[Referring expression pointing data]
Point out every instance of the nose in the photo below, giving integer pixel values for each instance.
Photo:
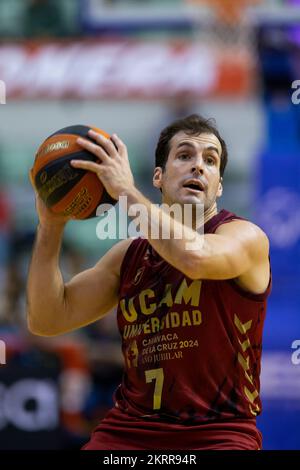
(198, 165)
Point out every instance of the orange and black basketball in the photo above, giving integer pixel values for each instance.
(64, 189)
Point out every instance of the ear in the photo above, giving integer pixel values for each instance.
(157, 177)
(220, 188)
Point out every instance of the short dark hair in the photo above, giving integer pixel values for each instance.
(191, 125)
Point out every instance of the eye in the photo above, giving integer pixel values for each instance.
(184, 156)
(210, 160)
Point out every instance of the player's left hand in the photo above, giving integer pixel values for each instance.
(113, 168)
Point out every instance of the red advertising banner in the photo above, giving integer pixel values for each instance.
(123, 69)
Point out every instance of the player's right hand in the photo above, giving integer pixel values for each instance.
(45, 215)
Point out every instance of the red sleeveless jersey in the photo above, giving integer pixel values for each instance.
(192, 351)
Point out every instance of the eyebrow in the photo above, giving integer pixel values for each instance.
(188, 144)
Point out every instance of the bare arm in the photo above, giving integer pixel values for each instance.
(238, 250)
(53, 307)
(231, 252)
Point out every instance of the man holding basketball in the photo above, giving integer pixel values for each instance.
(191, 320)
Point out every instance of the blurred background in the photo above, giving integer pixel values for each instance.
(131, 67)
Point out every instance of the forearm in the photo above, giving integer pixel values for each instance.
(180, 247)
(45, 286)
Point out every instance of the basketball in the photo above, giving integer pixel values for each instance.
(64, 189)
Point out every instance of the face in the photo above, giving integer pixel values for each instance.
(192, 171)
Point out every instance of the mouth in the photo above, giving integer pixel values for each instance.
(194, 185)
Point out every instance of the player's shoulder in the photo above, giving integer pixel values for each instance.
(246, 231)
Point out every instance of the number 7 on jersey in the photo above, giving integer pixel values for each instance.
(158, 376)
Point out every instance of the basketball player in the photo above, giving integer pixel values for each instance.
(191, 320)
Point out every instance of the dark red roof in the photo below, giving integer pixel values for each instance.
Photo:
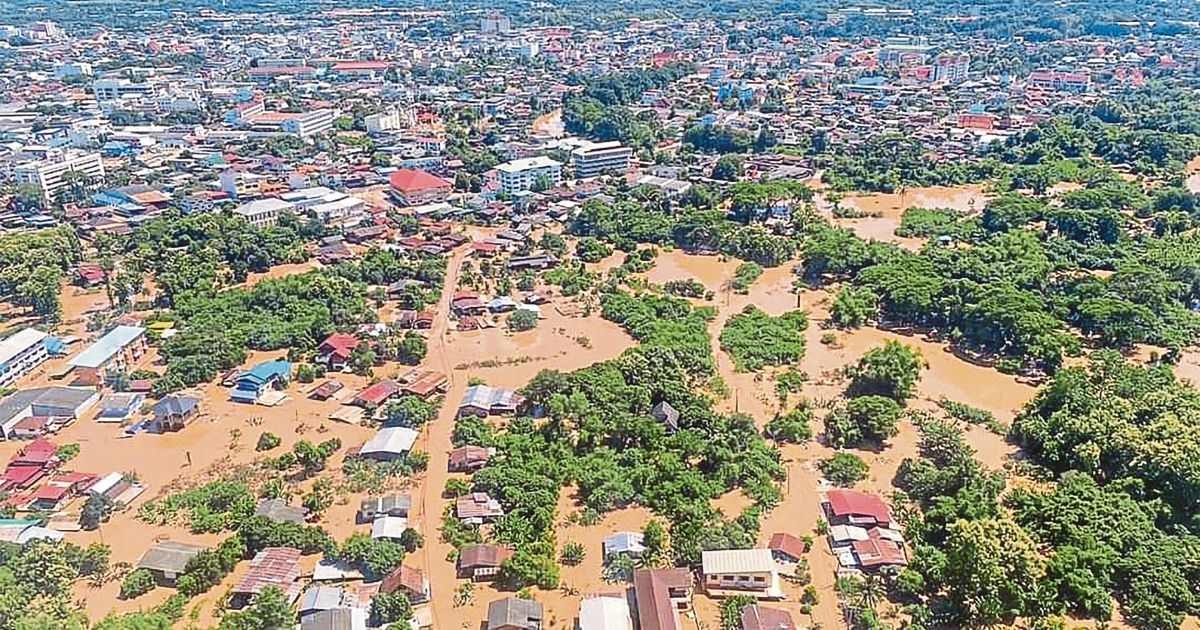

#### EXERCISE OBJECTIVE:
Wherever a line above contains the string "below", count it; then give the total alone.

#### RESULT:
2